* [YOUR TASK]
Rename "Target" to "Object" throughout the records, and give them back with nothing else altered.

Pointing records
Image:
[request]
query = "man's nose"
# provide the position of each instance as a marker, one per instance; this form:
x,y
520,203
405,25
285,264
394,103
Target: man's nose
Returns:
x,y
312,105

* [ANSWER TO THIS EXERCISE]
Image:
[request]
query = "man's nose"
# provide the position of each instance as a marker, one per instance; this form:
x,y
520,203
405,25
285,264
394,103
Object: man's nose
Returns:
x,y
312,105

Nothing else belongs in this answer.